▸ **BAGIAN TEKS**:
+++++

Peran Mbah Lim di Balik Slogan Paten “NKRI Harga Mati”

 
Peran Mbah Lim di Balik Slogan Paten “NKRI Harga Mati”
Sumber Gambar: Istimewa, Ilustrasi: laduni.ID

Laduni.ID, Jakarta - Jika kita menelaah sejarah perjalanan Indonesia dan Nahdlatul Ulama, maka akan didapatkan satu fakta bahwa pada masa awal Orde Baru, Pancasila diharapkan dapat menjadi asas tunggal yang dapat diterima oleh semua organisasi politik maupun sosial. Asas Pancasila dengan kebijakan “Asas Tunggal” untuk Organisasi Kemasyarakatan diresmikan pada bulan Agustus 1982.

+++++

▸ **YANG DIMINTA**: Lanjutkan tulisan di atas tentang peran Mbah Lim di balik slogan “NKRI Harga Mati”, mulai dari kalimat sesudah kalimat terakhir yang ditampilkan.

+++++

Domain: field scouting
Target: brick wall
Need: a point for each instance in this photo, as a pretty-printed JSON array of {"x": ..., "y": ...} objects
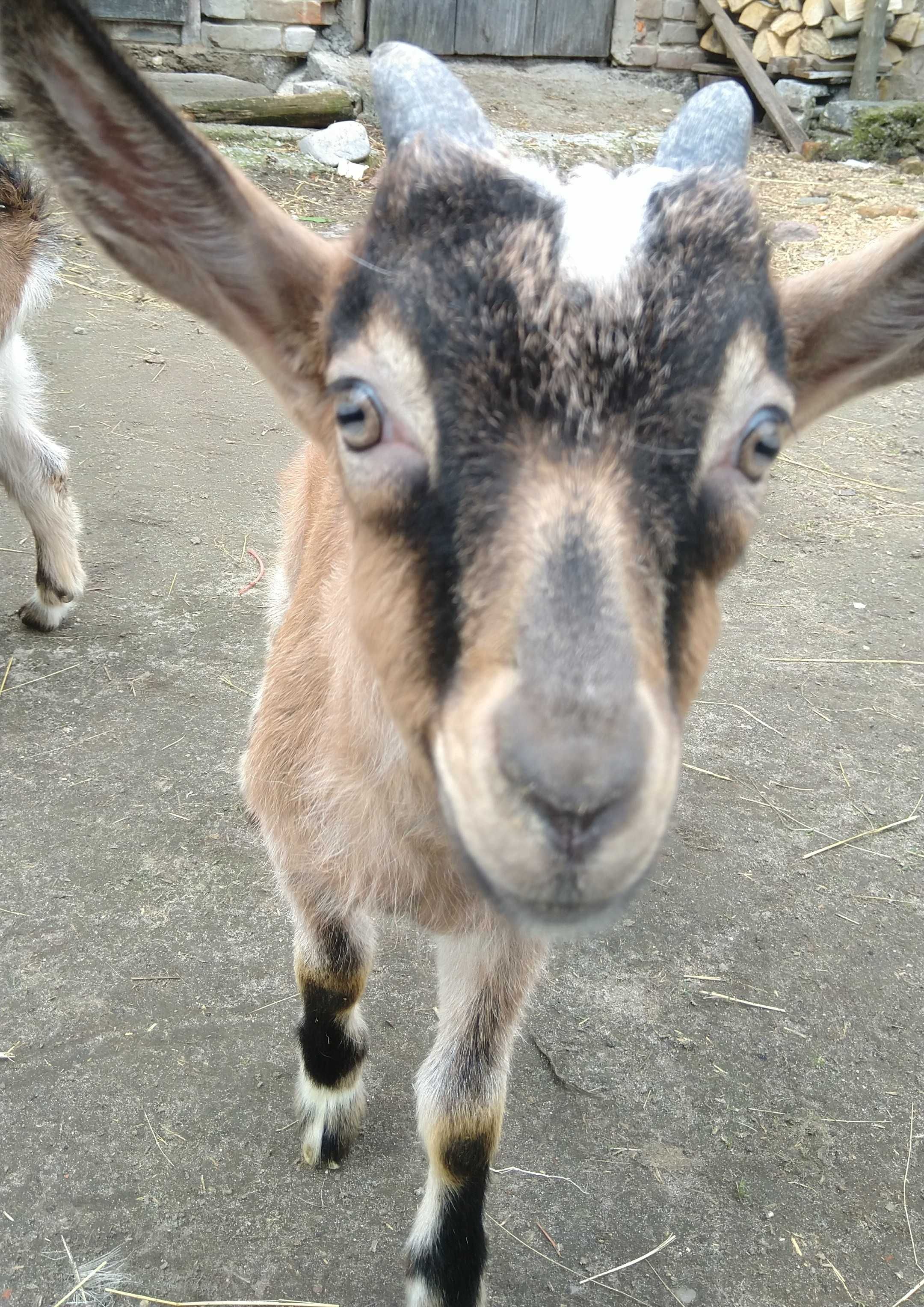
[
  {"x": 657, "y": 34},
  {"x": 264, "y": 27}
]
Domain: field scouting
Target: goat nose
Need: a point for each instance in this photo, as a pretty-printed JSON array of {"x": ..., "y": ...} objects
[{"x": 579, "y": 779}]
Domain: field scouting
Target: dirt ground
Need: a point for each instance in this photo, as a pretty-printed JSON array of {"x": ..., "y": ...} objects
[{"x": 145, "y": 990}]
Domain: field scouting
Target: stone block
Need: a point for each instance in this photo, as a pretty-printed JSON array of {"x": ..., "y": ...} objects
[
  {"x": 290, "y": 12},
  {"x": 299, "y": 41},
  {"x": 679, "y": 59},
  {"x": 679, "y": 34},
  {"x": 798, "y": 96},
  {"x": 685, "y": 11},
  {"x": 642, "y": 56},
  {"x": 234, "y": 11},
  {"x": 242, "y": 36}
]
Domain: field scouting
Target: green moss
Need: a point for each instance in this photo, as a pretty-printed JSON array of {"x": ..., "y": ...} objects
[{"x": 885, "y": 132}]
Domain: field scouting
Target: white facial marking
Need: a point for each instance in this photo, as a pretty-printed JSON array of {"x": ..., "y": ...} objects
[{"x": 603, "y": 226}]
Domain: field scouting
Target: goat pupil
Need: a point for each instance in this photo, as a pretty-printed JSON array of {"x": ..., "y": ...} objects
[{"x": 351, "y": 415}]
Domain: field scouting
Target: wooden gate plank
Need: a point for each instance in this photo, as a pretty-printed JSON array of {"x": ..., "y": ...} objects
[
  {"x": 144, "y": 11},
  {"x": 430, "y": 24},
  {"x": 578, "y": 30},
  {"x": 496, "y": 27}
]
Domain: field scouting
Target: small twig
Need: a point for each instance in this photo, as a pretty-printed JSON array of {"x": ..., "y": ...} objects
[
  {"x": 893, "y": 662},
  {"x": 539, "y": 1176},
  {"x": 74, "y": 1267},
  {"x": 705, "y": 773},
  {"x": 156, "y": 1139},
  {"x": 21, "y": 685},
  {"x": 745, "y": 1003},
  {"x": 263, "y": 1007},
  {"x": 910, "y": 1294},
  {"x": 864, "y": 834},
  {"x": 259, "y": 576},
  {"x": 725, "y": 704},
  {"x": 217, "y": 1302},
  {"x": 625, "y": 1265},
  {"x": 905, "y": 1188},
  {"x": 536, "y": 1253},
  {"x": 81, "y": 1283}
]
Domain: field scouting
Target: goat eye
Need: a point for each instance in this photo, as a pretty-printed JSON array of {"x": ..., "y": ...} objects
[
  {"x": 358, "y": 417},
  {"x": 761, "y": 442}
]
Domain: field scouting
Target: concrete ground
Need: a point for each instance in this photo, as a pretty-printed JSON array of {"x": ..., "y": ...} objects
[{"x": 145, "y": 990}]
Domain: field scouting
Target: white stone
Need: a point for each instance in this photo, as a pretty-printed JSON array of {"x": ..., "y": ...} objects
[
  {"x": 338, "y": 143},
  {"x": 233, "y": 9},
  {"x": 243, "y": 36},
  {"x": 299, "y": 41}
]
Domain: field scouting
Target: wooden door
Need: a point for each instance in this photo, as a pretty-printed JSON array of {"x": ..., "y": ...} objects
[{"x": 575, "y": 29}]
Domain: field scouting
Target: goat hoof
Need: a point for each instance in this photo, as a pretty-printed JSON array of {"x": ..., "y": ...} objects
[
  {"x": 44, "y": 618},
  {"x": 331, "y": 1120}
]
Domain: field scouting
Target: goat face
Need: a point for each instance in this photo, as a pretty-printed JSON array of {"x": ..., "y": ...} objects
[{"x": 554, "y": 406}]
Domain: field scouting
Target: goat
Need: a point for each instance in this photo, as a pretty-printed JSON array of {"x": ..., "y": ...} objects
[
  {"x": 33, "y": 468},
  {"x": 540, "y": 421}
]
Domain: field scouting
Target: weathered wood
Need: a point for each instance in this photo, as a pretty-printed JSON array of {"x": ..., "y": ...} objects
[
  {"x": 787, "y": 24},
  {"x": 315, "y": 109},
  {"x": 488, "y": 28},
  {"x": 814, "y": 42},
  {"x": 570, "y": 30},
  {"x": 139, "y": 11},
  {"x": 767, "y": 46},
  {"x": 758, "y": 81},
  {"x": 430, "y": 24},
  {"x": 870, "y": 49},
  {"x": 849, "y": 9},
  {"x": 816, "y": 11},
  {"x": 758, "y": 15},
  {"x": 905, "y": 29}
]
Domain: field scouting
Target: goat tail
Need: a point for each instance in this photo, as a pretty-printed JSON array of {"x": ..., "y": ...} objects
[{"x": 29, "y": 245}]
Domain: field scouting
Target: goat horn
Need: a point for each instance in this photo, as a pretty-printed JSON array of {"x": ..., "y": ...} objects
[
  {"x": 713, "y": 130},
  {"x": 416, "y": 93}
]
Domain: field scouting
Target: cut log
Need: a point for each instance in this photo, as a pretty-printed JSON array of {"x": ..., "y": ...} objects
[
  {"x": 767, "y": 46},
  {"x": 713, "y": 42},
  {"x": 757, "y": 15},
  {"x": 314, "y": 109},
  {"x": 906, "y": 29},
  {"x": 816, "y": 11},
  {"x": 758, "y": 81},
  {"x": 817, "y": 44},
  {"x": 849, "y": 9},
  {"x": 787, "y": 24}
]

+++++

▸ **JAWABAN LATIHAN**:
Kebijakan asas tunggal Pancasila itu memberikan pengaruh terhadap perjalanan gerakan Islam. Gerakan Islam diberi tuntutan untuk meninggalkan segala aktivisme politik dan dihadapkan dengan paradigma yang baru. Pemerintah memberikan peringatan bahwa gerakan apa saja yang menolak Pancasila sebagai asas tunggal akan ditindak. Indonesia terdiri dari beberapa gerakan Islam atau organisasi, sehingga pada saat itu tidak semua gerakan Islam memberikan respon positif terhadap pemberlakuan asas tunggal Pancasila. (Zuhri Humaidi, “Islam dan Pancasila: Pergulatan Islam dan Negara Periode Kebijakan Asas Tunggal”, Jurnal Kontekstualita, Vol. 25 No.2, (2010)., hlm. 293)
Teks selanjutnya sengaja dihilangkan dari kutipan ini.